=== Data in this exercise ===

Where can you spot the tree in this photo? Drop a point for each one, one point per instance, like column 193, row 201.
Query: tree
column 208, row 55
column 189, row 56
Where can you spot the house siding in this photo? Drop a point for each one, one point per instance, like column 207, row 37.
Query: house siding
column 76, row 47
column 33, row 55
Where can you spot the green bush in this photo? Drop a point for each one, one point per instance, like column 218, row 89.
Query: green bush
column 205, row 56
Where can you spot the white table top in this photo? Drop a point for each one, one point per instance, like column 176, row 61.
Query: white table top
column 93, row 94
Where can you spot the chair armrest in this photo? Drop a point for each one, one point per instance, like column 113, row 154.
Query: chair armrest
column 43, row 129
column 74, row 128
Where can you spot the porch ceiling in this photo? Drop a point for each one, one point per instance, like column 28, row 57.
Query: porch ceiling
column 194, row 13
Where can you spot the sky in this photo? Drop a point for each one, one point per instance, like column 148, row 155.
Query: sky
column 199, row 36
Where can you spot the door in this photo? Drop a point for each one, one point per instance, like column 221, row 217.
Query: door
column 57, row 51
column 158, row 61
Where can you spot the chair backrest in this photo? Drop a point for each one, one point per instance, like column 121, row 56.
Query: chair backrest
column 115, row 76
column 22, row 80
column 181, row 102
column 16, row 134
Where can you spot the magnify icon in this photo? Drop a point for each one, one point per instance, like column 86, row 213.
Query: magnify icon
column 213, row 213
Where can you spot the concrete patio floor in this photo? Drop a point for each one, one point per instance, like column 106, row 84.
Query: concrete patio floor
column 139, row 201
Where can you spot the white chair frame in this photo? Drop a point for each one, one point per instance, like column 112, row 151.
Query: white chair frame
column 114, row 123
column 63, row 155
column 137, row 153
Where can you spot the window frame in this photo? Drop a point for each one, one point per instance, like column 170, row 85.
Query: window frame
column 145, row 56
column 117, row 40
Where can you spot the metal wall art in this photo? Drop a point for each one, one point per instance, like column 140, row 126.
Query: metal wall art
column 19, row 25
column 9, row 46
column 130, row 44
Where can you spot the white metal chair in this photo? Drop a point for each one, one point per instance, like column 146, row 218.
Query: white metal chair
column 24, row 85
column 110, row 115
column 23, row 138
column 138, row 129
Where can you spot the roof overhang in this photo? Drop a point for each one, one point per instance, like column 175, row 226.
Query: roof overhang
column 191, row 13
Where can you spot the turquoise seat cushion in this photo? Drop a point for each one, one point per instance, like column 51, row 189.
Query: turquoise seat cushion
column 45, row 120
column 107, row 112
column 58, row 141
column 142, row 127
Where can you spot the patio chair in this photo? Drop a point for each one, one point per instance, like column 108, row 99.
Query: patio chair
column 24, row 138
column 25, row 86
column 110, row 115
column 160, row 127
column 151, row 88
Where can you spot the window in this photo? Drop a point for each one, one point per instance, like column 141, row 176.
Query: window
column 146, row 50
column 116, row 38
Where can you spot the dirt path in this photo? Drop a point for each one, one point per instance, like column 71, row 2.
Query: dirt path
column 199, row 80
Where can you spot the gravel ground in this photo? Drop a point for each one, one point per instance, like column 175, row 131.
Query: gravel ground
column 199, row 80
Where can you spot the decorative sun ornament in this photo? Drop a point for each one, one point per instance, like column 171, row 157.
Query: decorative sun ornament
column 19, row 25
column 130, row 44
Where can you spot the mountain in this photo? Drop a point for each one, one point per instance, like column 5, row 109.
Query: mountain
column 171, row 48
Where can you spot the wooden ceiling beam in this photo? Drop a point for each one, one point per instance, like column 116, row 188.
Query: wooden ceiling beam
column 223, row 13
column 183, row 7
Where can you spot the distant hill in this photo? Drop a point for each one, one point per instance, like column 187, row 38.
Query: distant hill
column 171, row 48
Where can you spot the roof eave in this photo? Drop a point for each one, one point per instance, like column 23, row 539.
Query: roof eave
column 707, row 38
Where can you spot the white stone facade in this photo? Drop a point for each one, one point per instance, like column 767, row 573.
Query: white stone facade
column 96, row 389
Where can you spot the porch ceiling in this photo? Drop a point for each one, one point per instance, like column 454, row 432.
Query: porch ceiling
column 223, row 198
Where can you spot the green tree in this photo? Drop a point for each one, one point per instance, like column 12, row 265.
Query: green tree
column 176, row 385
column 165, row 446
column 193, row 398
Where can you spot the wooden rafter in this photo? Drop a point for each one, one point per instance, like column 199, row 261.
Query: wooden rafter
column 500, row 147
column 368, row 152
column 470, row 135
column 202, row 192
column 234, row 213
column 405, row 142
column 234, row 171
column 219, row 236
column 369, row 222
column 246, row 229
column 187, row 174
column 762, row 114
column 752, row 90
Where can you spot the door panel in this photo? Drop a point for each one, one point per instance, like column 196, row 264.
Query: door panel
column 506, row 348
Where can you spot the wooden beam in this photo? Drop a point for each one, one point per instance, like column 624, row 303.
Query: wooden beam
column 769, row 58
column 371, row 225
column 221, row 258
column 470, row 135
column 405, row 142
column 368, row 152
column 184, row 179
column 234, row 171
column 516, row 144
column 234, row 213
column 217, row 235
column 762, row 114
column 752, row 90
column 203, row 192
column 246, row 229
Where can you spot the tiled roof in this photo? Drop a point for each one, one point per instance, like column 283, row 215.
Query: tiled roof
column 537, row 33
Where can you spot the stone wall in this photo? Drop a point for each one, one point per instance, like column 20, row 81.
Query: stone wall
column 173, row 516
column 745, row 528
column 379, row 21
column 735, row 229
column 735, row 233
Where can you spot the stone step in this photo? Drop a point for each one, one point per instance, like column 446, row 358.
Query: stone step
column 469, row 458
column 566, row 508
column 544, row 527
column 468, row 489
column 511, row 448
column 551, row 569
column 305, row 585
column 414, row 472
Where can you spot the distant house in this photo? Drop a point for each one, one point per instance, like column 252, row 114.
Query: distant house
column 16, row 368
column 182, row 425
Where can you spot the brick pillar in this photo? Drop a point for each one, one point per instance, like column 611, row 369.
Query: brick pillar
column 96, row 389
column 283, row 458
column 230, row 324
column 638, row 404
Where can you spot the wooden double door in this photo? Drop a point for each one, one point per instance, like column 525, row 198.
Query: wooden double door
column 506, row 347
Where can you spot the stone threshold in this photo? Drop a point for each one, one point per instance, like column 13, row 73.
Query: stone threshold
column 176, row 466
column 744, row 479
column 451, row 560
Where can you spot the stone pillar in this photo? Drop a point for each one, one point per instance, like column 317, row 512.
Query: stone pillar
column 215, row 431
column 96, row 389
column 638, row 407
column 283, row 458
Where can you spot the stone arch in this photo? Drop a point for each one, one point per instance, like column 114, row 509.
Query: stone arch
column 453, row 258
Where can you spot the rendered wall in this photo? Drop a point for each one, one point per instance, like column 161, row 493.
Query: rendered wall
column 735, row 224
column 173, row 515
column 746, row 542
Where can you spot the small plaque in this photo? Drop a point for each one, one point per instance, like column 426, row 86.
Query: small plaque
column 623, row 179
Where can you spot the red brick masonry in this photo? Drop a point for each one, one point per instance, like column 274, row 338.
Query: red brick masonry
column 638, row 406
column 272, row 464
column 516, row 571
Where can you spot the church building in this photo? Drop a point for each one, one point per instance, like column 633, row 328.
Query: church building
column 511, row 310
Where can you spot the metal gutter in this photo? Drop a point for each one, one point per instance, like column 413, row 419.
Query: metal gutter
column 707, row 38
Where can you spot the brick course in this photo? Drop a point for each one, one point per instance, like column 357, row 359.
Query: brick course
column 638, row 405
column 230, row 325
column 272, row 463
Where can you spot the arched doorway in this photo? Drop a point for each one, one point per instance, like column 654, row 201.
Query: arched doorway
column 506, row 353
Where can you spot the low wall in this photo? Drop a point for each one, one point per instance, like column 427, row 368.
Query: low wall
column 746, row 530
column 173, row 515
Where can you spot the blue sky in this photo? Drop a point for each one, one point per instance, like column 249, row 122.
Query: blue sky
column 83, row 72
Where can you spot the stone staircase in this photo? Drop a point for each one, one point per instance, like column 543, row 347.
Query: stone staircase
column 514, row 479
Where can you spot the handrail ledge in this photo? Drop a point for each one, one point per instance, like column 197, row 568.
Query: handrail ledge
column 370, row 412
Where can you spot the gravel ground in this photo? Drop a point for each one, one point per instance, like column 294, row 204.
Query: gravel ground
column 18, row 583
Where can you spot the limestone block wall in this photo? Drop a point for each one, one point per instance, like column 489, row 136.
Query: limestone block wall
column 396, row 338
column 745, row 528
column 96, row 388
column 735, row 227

===

## What is being asked
Copy out the lines of the records word for word, starting at the line with "Where can you spot the church" and ending at the line with "column 83, row 72".

## Answer below
Where can you spot the church building in this photo? Drop a point for each one, one point per instance, like column 633, row 328.
Query: church building
column 511, row 310
Where can you spot the metal gutter in this photo? Drop a point for each one, one point per instance, like column 413, row 419.
Query: metal gutter
column 707, row 38
Where can you spot the brick course in this photo? Drop a point for each one, one point per instance, like column 357, row 359.
Query: brick course
column 638, row 405
column 230, row 325
column 272, row 463
Where can you spot the arched doorway in this photo? Drop a point for each one, one point per instance, like column 654, row 201.
Query: arched doorway
column 506, row 353
Where can you spot the low wall in this photo? Drop a point for each one, one point per instance, like column 427, row 368.
Query: low wall
column 746, row 530
column 173, row 515
Where can you spot the blue sky in this photo? Drop a point for each one, one point per instance, like column 249, row 122.
Query: blue sky
column 83, row 72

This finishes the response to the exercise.